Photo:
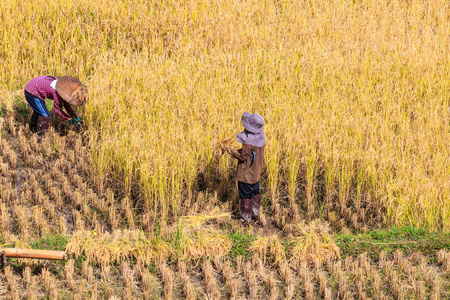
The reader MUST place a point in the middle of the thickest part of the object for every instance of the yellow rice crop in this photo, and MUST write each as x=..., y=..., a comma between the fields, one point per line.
x=354, y=93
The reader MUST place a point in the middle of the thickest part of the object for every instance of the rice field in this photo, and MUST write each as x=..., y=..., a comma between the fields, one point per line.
x=355, y=99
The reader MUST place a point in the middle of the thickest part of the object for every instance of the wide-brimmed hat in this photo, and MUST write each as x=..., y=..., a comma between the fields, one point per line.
x=252, y=122
x=253, y=133
x=71, y=90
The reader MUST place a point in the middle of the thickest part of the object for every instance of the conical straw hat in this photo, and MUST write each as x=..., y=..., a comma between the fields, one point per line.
x=71, y=90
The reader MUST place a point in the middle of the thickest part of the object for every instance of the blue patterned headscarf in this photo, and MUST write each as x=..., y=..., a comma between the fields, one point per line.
x=253, y=133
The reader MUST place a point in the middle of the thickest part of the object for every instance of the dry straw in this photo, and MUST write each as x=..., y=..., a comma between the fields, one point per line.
x=313, y=243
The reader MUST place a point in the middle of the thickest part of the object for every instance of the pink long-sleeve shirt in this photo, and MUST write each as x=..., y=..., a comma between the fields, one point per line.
x=40, y=87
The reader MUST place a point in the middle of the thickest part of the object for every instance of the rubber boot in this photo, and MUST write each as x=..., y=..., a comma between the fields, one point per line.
x=246, y=210
x=33, y=122
x=43, y=125
x=256, y=203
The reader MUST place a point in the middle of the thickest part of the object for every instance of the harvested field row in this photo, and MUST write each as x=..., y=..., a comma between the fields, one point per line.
x=395, y=277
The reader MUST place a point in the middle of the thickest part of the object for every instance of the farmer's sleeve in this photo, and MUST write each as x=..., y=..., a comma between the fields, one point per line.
x=242, y=154
x=69, y=109
x=57, y=106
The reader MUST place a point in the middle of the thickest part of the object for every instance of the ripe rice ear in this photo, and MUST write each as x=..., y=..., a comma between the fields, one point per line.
x=68, y=274
x=149, y=284
x=26, y=276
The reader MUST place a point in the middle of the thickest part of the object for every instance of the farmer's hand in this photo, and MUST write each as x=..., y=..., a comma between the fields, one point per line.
x=76, y=121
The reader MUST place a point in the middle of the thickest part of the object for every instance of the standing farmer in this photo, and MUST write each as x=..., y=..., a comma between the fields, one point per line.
x=64, y=91
x=250, y=160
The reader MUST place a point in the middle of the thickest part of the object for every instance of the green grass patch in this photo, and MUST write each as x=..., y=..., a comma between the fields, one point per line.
x=407, y=239
x=241, y=244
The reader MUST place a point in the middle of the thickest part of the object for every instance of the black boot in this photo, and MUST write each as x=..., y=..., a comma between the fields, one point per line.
x=43, y=125
x=33, y=122
x=246, y=211
x=256, y=203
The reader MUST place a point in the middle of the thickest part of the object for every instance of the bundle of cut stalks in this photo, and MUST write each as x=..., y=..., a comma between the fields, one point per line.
x=116, y=247
x=198, y=220
x=313, y=243
x=220, y=145
x=268, y=246
x=198, y=239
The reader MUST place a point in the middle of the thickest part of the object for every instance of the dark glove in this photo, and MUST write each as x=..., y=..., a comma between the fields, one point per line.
x=76, y=121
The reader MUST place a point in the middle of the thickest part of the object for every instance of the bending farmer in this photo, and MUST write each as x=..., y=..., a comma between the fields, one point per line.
x=64, y=91
x=250, y=160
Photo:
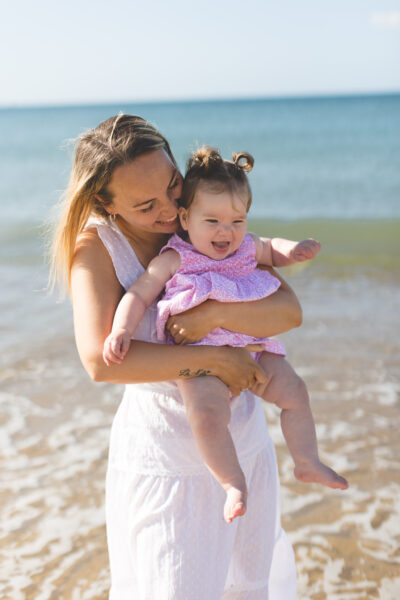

--*--

Work instructions: The answer must reproduce every line of the records above exactly, with all pictures left out.

Result:
Photo:
The reader MUST place a point in the middle of the thickest part of the object for every instance of the yellow rice crop in this photo, and MUST write each as x=..., y=..., a comma between the fields, one point per line.
x=354, y=93
The reader MUST place a point in the middle of the thickest part of the object for every instance of the rice field in this photo, and MUST write each as x=..., y=..., a comma between the fields, one point per line.
x=355, y=99
The reader MUST place a point in the middle of the thickest part of the object for every instance of the wide-brimmed hat in this photo, and MUST write each as x=..., y=..., a comma between the fields, one point per line.
x=252, y=122
x=253, y=133
x=71, y=90
The reader MUST place a point in the middle of the thickest part of the object for every instance of the conical straw hat in this photo, and MUST write each as x=..., y=..., a comma between the fields, one point per line.
x=71, y=90
The reader MUST place a point in the middle of the thickest part of the object for every instance of the blue patterned headscarf in this photo, and MUST write each as x=..., y=..., a comma between the fields, one point per line.
x=253, y=133
The reader MUST place a point in the middle of the thickest part of the object for every instance of the dry straw in this photo, and MUST write each as x=..., y=..., a comma between the fields, one point per line.
x=313, y=243
The reader MUST place a point in the middle of the thickest part of the object for every instance of the pink long-sleeve shirt in this photo, and MUST write each as x=..., y=..., a comma between the fields, one point per line.
x=40, y=87
The reader MUST place a point in the middle of the thickest part of the object for every instance of the rubber boot in this photo, and MUST write each as x=..., y=..., a comma between the fields, one point per line.
x=246, y=210
x=33, y=122
x=43, y=125
x=256, y=203
The reader MUST place a point in the middle of the thickest part of the object for every instance of the harvested field row in this photo, and MUST write each as x=..., y=..., a comma between the fields, one point per line.
x=395, y=277
The reader MUST place a point in the middle of the thickest part of the object for every instance of the farmer's sleeve in this photo, and MUST write each as x=..., y=..., a comma between the fields, one point per line.
x=242, y=154
x=69, y=109
x=57, y=106
The reader MUST place a point in the middle of the thickest part of the object for every instance of the ripe rice ear in this photo, and MUST write each as x=..., y=..., a comma between the fields, one point per line.
x=68, y=274
x=149, y=284
x=26, y=276
The reader MUST place a point in the middle of the thickest part of the object for every instance of the farmer's hand in this photo, and MUST write each as x=..., y=..., a comma between the fields, one point per line.
x=76, y=121
The reader MUST place a point in the middle of the thickest part of the object for every instance of the standing farmer in this photo, and MUST write each as x=..., y=..., a comma between the fields, one point per line.
x=64, y=91
x=250, y=160
The reader MUST place a point in the middle of the thickest part of the object for every instance of the green grass patch in this photo, and MUST write each as x=..., y=..., a comma between the fields, one point per line.
x=407, y=239
x=241, y=244
The reader MUST place a point in the middle of the thickest part of the object for every instance of the black boot in this photo, and MUST write each as x=..., y=..., a comma between the fields, one point per line.
x=43, y=125
x=33, y=122
x=246, y=211
x=256, y=203
The reader MUST place a point in the middle of the thickest part of the object for every instance of the bundle of cut stalks in this photo, and MUST write each as x=..., y=..., a comma between the fields, one point per line.
x=116, y=247
x=198, y=220
x=313, y=243
x=220, y=145
x=268, y=246
x=198, y=239
The reader MUST place a point in the middle of the thickest part of the object for every instance of the dark glove in this photo, and MUST write each as x=..., y=..., a comma between the fields, one point per line.
x=76, y=121
The reader MUST place a point in the middle of the thickest part of the object for every instance of the bending farmer in this photo, and MUST write each as x=..., y=..., a comma between the fields, one point per line.
x=64, y=91
x=250, y=160
Photo:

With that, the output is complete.